▶ **RECORDS TO PROCESS**
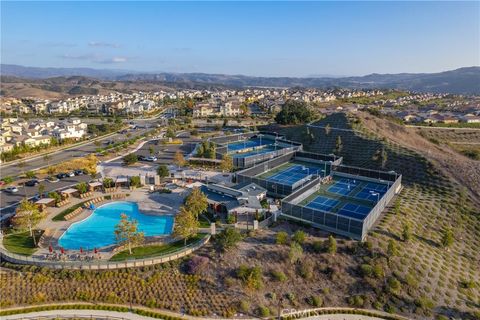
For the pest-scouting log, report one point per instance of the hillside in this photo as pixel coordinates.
(459, 81)
(432, 200)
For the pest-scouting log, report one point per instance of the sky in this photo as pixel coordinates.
(250, 38)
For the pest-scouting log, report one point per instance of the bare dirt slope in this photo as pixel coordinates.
(461, 169)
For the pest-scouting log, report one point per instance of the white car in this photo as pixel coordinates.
(151, 159)
(11, 189)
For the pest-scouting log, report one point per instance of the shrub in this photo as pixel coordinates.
(299, 237)
(295, 253)
(244, 306)
(228, 239)
(263, 311)
(318, 246)
(250, 277)
(282, 237)
(315, 301)
(197, 265)
(305, 269)
(279, 275)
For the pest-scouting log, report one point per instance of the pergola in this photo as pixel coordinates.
(95, 185)
(45, 202)
(69, 192)
(121, 181)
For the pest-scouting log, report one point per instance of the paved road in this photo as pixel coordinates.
(9, 200)
(164, 153)
(75, 152)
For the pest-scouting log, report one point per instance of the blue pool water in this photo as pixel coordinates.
(98, 229)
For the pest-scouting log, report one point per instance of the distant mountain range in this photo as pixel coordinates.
(459, 81)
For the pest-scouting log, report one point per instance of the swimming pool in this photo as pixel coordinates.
(97, 230)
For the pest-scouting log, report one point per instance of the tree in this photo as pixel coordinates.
(299, 237)
(162, 171)
(392, 249)
(338, 145)
(228, 238)
(47, 159)
(108, 182)
(178, 159)
(196, 202)
(331, 245)
(30, 174)
(328, 129)
(447, 238)
(127, 233)
(41, 190)
(27, 217)
(130, 159)
(396, 208)
(227, 163)
(186, 224)
(406, 232)
(294, 112)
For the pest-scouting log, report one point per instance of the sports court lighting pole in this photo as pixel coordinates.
(373, 193)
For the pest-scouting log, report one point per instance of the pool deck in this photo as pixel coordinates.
(149, 203)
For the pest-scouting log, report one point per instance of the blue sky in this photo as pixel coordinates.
(251, 38)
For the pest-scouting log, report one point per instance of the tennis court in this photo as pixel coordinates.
(372, 191)
(343, 186)
(322, 203)
(255, 151)
(354, 211)
(246, 144)
(292, 174)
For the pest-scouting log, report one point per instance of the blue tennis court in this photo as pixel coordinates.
(246, 144)
(343, 186)
(293, 174)
(354, 211)
(322, 203)
(372, 191)
(265, 149)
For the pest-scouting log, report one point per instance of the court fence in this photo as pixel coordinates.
(277, 189)
(284, 146)
(332, 222)
(99, 264)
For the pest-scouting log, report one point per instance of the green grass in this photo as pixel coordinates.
(21, 242)
(155, 250)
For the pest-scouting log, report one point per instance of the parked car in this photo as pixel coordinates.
(11, 189)
(62, 175)
(32, 183)
(52, 179)
(78, 172)
(151, 159)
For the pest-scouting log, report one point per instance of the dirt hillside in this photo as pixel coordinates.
(461, 169)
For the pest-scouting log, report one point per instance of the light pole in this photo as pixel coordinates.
(373, 193)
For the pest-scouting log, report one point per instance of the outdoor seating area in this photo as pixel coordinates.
(74, 213)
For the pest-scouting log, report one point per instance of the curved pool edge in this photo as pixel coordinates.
(112, 246)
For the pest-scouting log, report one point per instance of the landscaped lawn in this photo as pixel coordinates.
(21, 242)
(155, 250)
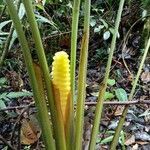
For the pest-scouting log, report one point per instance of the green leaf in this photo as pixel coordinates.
(108, 96)
(3, 81)
(2, 104)
(106, 140)
(106, 35)
(7, 96)
(18, 94)
(121, 94)
(93, 22)
(111, 82)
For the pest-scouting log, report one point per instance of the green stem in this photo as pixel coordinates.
(40, 103)
(75, 20)
(122, 119)
(82, 78)
(56, 117)
(102, 90)
(8, 40)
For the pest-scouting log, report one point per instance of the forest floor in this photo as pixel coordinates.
(18, 124)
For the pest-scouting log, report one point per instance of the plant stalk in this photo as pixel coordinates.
(8, 40)
(40, 103)
(74, 33)
(103, 87)
(56, 117)
(82, 78)
(122, 119)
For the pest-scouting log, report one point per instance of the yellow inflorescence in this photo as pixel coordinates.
(61, 78)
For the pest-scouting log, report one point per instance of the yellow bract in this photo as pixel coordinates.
(61, 78)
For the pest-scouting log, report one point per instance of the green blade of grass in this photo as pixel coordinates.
(56, 117)
(40, 103)
(103, 87)
(82, 78)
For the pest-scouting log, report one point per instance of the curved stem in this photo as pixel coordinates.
(103, 87)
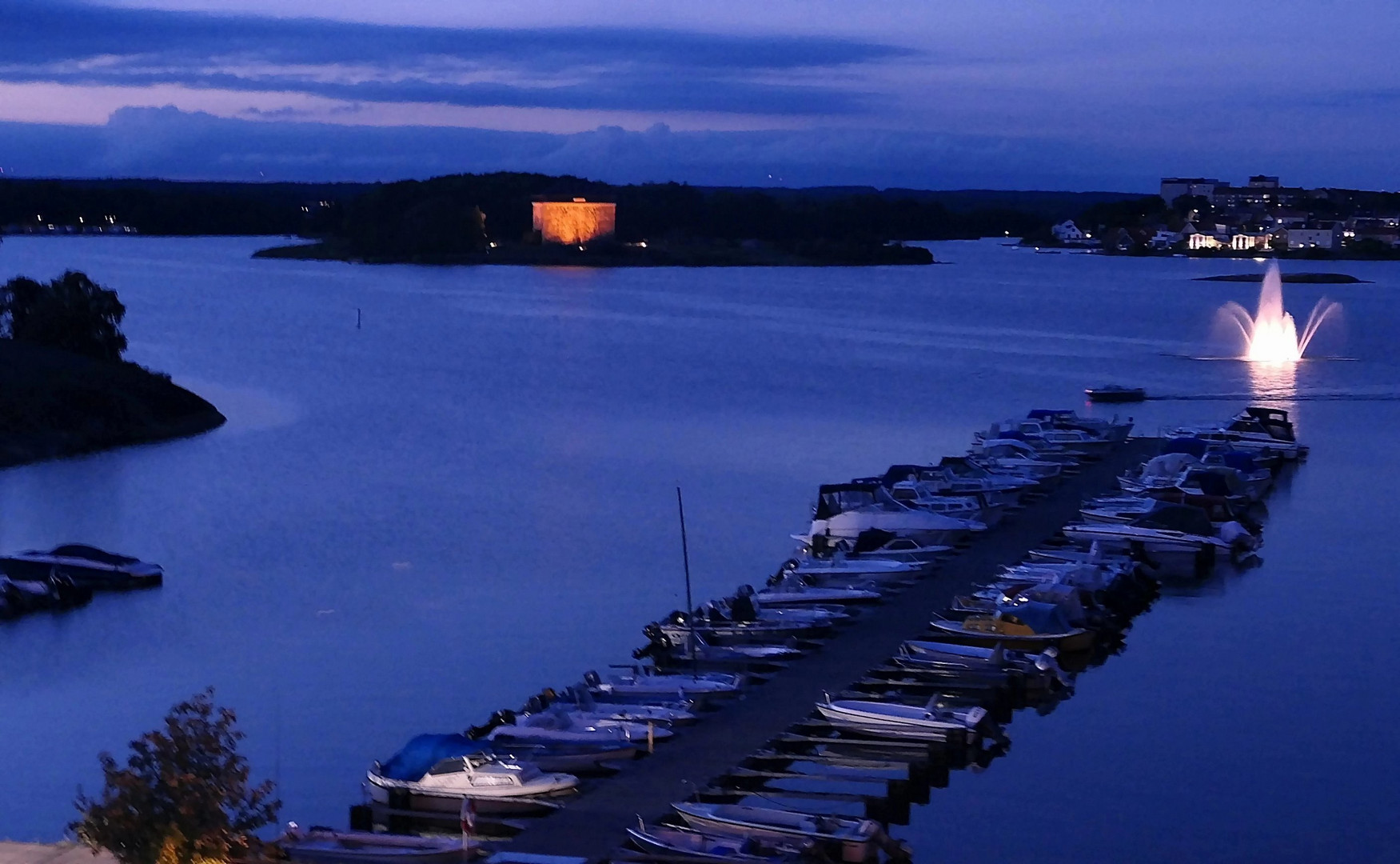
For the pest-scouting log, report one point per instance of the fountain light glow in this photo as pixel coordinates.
(1271, 335)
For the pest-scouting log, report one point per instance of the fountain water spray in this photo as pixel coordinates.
(1271, 335)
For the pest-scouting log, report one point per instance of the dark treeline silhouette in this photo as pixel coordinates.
(462, 212)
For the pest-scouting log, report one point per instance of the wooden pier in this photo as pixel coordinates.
(748, 742)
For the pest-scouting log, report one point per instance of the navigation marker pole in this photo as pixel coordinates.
(685, 556)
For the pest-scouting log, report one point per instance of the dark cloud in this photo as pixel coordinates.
(168, 143)
(73, 42)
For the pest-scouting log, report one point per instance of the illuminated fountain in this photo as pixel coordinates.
(1271, 335)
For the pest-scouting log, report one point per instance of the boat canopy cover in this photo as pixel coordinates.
(1168, 466)
(839, 498)
(1042, 618)
(1215, 483)
(1178, 517)
(871, 539)
(1239, 460)
(425, 751)
(898, 474)
(1189, 446)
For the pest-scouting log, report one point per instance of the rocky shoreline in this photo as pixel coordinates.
(55, 403)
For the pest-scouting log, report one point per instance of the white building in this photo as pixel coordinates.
(1322, 237)
(1163, 240)
(1248, 241)
(1176, 186)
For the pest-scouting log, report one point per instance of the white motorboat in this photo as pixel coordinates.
(1116, 509)
(674, 843)
(693, 649)
(808, 614)
(1158, 472)
(1029, 628)
(646, 685)
(668, 713)
(1250, 442)
(1168, 530)
(982, 657)
(857, 839)
(844, 510)
(1070, 440)
(842, 566)
(1018, 458)
(895, 720)
(326, 846)
(1115, 430)
(879, 545)
(496, 786)
(796, 593)
(559, 724)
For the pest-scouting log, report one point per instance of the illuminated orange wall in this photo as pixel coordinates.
(574, 222)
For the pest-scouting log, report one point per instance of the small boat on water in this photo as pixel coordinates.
(695, 650)
(320, 845)
(797, 593)
(852, 838)
(976, 658)
(646, 685)
(895, 720)
(1115, 392)
(1031, 628)
(557, 724)
(87, 566)
(494, 785)
(675, 843)
(840, 566)
(579, 696)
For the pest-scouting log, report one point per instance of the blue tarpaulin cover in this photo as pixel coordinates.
(426, 751)
(1189, 446)
(1042, 618)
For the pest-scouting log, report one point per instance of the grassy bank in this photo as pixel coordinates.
(55, 403)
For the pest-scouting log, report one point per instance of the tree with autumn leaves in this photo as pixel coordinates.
(184, 796)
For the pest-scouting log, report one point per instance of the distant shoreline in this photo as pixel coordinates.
(55, 405)
(619, 255)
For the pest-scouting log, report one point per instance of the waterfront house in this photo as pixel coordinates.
(574, 222)
(1321, 235)
(1068, 233)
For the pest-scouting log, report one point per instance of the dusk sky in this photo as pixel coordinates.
(1074, 95)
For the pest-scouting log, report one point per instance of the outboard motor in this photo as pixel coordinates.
(1238, 537)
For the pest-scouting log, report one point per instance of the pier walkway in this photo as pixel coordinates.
(592, 824)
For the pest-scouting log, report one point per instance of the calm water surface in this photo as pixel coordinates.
(408, 526)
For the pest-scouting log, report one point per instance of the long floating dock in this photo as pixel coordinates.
(592, 825)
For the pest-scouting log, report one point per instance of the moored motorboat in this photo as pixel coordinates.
(320, 845)
(494, 786)
(852, 838)
(87, 566)
(676, 843)
(1115, 392)
(646, 685)
(1031, 628)
(895, 720)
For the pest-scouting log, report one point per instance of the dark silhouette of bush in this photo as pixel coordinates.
(70, 313)
(184, 796)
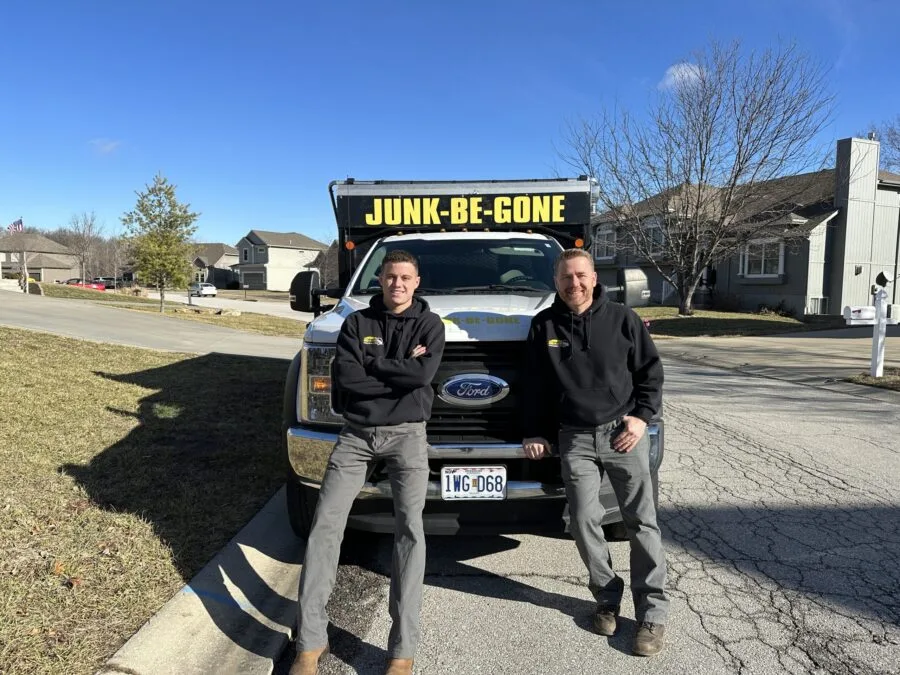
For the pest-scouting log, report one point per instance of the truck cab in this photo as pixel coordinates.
(486, 253)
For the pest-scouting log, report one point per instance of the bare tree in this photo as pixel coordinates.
(889, 135)
(694, 179)
(83, 237)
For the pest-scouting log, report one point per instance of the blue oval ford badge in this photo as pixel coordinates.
(472, 389)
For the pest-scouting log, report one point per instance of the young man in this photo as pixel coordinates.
(387, 355)
(596, 361)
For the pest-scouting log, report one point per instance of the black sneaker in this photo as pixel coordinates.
(649, 639)
(605, 619)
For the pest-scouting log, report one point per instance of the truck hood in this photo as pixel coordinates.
(467, 318)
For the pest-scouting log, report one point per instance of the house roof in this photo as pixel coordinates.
(285, 240)
(32, 243)
(43, 260)
(210, 254)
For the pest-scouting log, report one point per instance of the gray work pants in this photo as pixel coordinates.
(586, 454)
(403, 448)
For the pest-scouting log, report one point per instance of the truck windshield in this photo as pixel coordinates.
(448, 267)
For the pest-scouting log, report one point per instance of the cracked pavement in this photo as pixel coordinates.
(780, 511)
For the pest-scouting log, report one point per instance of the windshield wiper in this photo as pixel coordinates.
(491, 288)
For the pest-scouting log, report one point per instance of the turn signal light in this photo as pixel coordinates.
(319, 384)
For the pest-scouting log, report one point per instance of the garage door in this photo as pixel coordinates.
(256, 280)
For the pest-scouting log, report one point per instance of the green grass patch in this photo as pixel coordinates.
(123, 472)
(264, 324)
(666, 322)
(889, 380)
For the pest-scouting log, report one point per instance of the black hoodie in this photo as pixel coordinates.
(374, 380)
(588, 369)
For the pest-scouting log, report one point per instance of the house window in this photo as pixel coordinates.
(656, 238)
(762, 258)
(605, 244)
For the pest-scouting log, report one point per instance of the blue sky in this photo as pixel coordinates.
(252, 108)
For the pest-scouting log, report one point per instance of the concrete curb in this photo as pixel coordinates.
(235, 616)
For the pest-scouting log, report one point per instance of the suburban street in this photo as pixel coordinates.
(781, 516)
(779, 507)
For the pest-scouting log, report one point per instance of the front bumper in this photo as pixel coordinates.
(308, 452)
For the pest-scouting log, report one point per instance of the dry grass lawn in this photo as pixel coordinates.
(123, 472)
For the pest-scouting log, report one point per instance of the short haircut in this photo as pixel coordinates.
(570, 253)
(399, 255)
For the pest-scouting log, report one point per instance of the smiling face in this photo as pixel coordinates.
(399, 280)
(575, 280)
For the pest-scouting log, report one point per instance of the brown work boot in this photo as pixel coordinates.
(307, 663)
(606, 619)
(399, 667)
(649, 639)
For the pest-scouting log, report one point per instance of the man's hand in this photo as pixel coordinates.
(634, 430)
(535, 448)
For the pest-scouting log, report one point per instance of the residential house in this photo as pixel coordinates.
(824, 250)
(45, 259)
(269, 260)
(214, 264)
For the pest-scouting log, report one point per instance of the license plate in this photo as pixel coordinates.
(473, 482)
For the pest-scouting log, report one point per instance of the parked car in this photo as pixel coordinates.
(202, 290)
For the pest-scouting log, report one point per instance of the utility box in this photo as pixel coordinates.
(635, 287)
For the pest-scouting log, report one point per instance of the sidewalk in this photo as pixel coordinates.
(818, 358)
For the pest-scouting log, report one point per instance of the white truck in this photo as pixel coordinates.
(486, 251)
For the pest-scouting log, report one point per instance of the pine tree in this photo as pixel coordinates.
(159, 230)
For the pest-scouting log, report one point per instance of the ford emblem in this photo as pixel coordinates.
(473, 389)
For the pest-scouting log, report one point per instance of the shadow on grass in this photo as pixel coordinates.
(204, 459)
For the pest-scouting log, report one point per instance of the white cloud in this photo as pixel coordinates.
(680, 75)
(104, 146)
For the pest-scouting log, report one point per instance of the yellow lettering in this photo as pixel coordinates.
(375, 218)
(559, 205)
(540, 208)
(393, 214)
(458, 211)
(429, 211)
(521, 210)
(502, 213)
(475, 210)
(412, 211)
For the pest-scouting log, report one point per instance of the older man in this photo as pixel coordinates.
(597, 360)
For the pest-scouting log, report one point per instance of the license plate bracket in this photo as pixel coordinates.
(481, 483)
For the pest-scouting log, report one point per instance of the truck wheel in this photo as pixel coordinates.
(301, 502)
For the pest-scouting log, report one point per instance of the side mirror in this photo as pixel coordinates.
(304, 292)
(634, 287)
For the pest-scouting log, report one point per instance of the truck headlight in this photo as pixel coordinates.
(314, 385)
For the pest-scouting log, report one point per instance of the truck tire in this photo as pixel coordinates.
(301, 499)
(301, 502)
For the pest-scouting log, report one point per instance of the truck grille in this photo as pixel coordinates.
(498, 422)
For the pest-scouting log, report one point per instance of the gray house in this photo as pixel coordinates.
(45, 260)
(823, 254)
(213, 263)
(269, 260)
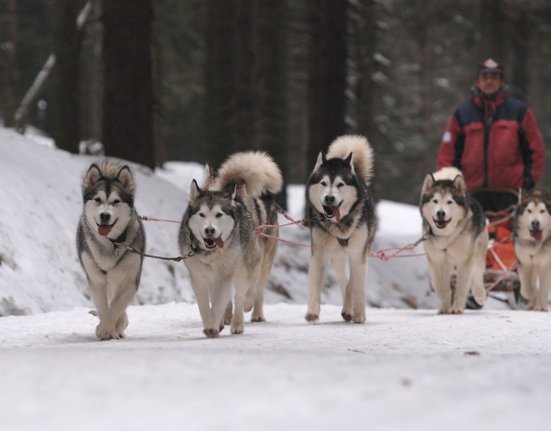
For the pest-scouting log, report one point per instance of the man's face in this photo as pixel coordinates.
(489, 82)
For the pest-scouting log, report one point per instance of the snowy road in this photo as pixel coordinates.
(402, 370)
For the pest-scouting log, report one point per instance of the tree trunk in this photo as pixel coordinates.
(8, 26)
(326, 74)
(128, 84)
(268, 84)
(91, 82)
(66, 130)
(219, 71)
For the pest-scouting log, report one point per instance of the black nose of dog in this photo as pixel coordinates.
(104, 218)
(329, 200)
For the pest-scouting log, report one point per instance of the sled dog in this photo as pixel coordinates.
(532, 241)
(456, 239)
(341, 214)
(109, 217)
(218, 229)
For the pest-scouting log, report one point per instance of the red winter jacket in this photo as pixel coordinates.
(495, 143)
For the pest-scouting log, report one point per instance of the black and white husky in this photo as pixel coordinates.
(218, 229)
(109, 217)
(456, 239)
(532, 240)
(341, 214)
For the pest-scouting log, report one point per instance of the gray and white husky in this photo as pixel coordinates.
(341, 214)
(218, 228)
(532, 241)
(109, 217)
(456, 239)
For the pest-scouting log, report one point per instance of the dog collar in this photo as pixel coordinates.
(121, 238)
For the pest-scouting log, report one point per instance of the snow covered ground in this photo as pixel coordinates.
(404, 369)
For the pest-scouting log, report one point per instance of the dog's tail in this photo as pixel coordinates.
(255, 169)
(362, 154)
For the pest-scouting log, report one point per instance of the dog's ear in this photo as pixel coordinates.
(194, 190)
(523, 196)
(92, 176)
(236, 190)
(320, 161)
(459, 184)
(125, 177)
(428, 183)
(209, 176)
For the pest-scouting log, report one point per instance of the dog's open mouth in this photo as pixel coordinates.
(537, 235)
(331, 212)
(211, 243)
(104, 229)
(441, 223)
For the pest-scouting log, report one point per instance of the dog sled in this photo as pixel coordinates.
(501, 278)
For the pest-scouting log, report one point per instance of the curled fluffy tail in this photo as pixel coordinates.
(255, 169)
(362, 154)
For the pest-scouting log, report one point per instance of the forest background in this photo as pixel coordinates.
(197, 80)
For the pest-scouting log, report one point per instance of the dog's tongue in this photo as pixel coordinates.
(337, 214)
(537, 234)
(104, 230)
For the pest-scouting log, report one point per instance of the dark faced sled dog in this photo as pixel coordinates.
(341, 214)
(532, 241)
(218, 229)
(109, 217)
(456, 239)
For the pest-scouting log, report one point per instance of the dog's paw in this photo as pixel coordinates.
(480, 296)
(455, 310)
(105, 333)
(312, 317)
(211, 332)
(359, 318)
(257, 318)
(537, 306)
(238, 328)
(122, 324)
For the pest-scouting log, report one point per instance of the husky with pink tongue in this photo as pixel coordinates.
(109, 218)
(218, 235)
(341, 215)
(532, 240)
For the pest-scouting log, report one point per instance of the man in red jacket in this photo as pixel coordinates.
(494, 140)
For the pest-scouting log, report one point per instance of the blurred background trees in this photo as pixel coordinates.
(196, 80)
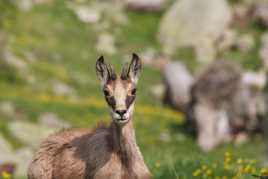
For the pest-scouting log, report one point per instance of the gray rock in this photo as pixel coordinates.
(52, 120)
(178, 81)
(227, 41)
(87, 14)
(29, 133)
(194, 23)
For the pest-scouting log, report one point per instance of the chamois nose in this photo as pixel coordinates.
(121, 112)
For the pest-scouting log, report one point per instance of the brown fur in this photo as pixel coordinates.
(104, 153)
(107, 152)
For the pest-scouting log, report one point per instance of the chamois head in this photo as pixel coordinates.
(119, 91)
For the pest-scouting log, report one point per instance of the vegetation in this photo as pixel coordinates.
(63, 49)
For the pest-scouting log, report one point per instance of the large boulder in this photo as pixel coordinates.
(178, 81)
(192, 23)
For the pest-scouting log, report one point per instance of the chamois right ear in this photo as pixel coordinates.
(104, 72)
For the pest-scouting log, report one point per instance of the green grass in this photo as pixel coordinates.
(63, 49)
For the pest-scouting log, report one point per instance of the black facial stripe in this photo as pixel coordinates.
(111, 101)
(129, 100)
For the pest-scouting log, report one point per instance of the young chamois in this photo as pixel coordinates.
(106, 152)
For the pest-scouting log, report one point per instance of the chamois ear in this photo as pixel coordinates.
(104, 72)
(132, 70)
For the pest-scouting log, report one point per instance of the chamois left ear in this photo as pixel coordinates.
(132, 70)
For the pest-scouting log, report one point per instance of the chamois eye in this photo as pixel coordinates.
(106, 92)
(133, 91)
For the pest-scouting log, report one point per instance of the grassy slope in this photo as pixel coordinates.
(63, 49)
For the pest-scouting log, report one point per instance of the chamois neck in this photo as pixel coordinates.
(123, 135)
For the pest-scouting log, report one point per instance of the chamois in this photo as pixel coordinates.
(107, 152)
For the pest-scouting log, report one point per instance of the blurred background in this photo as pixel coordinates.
(200, 109)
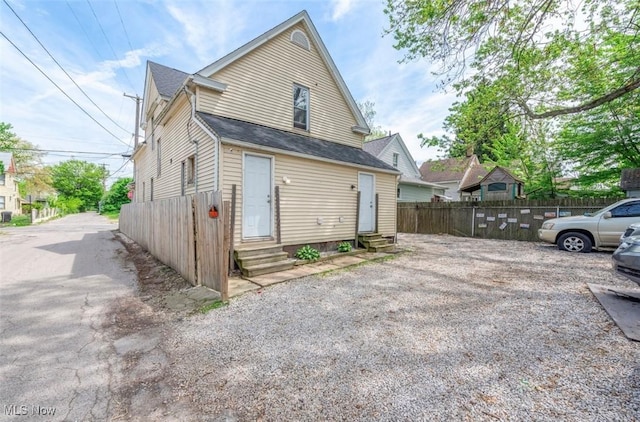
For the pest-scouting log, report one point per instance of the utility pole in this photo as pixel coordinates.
(137, 129)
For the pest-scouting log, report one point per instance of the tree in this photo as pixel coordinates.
(79, 180)
(116, 196)
(368, 111)
(540, 54)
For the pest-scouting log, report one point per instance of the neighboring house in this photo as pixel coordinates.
(453, 174)
(9, 195)
(274, 123)
(411, 188)
(630, 182)
(497, 185)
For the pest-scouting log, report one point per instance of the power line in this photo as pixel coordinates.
(109, 43)
(62, 68)
(62, 90)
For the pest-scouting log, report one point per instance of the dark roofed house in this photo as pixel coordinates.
(411, 188)
(630, 182)
(497, 185)
(454, 173)
(273, 127)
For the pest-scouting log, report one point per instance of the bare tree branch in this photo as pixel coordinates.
(625, 89)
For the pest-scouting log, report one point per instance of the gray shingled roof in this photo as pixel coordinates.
(376, 146)
(292, 142)
(5, 158)
(167, 79)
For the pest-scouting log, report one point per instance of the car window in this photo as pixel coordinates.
(630, 209)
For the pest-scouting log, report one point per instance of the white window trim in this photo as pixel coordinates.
(308, 114)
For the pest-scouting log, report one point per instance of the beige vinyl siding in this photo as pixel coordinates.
(413, 193)
(317, 190)
(176, 147)
(386, 186)
(260, 90)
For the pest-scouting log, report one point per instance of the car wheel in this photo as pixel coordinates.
(574, 242)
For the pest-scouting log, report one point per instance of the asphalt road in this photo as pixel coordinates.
(56, 282)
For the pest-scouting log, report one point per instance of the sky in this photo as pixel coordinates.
(65, 66)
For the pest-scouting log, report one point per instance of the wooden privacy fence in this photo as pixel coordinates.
(508, 220)
(180, 233)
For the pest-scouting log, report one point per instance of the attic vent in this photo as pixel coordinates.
(299, 38)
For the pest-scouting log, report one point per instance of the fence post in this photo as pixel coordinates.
(473, 221)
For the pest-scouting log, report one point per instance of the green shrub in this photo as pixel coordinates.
(344, 247)
(20, 220)
(308, 253)
(70, 205)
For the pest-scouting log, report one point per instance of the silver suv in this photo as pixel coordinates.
(600, 229)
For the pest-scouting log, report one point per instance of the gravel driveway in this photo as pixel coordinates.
(462, 329)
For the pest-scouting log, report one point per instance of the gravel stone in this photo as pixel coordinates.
(458, 328)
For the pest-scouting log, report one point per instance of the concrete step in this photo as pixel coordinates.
(252, 260)
(268, 268)
(247, 251)
(382, 248)
(376, 242)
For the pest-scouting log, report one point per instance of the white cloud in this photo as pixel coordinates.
(340, 8)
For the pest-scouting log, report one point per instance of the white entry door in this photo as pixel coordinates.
(257, 196)
(366, 218)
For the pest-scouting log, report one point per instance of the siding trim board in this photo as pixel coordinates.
(302, 17)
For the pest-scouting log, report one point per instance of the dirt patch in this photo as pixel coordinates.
(138, 326)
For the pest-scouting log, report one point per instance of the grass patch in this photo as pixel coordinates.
(18, 221)
(213, 305)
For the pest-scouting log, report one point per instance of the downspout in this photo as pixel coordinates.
(194, 141)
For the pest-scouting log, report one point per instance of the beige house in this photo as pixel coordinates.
(498, 185)
(455, 174)
(9, 195)
(272, 126)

▶ **WORK INSTRUCTIONS**
Render the data as a two-column CSV with the headers instruction and points. Begin at the line that has "downspout in this photo as pixel coordinates." and stop at the end of the data. Give one row for each text and the answer below it, with each in one quoted field and line breaks turned into spaces.

▶ **EXPECTED ANSWER**
instruction,points
"For the pest-scouting log, report one point per instance of the downspout in this photo as pixel coordinates.","(194, 141)"
"For the pest-scouting log, report one point per instance of the beige house in this photo as pixel coordinates.","(498, 185) (455, 174) (9, 195) (272, 126)"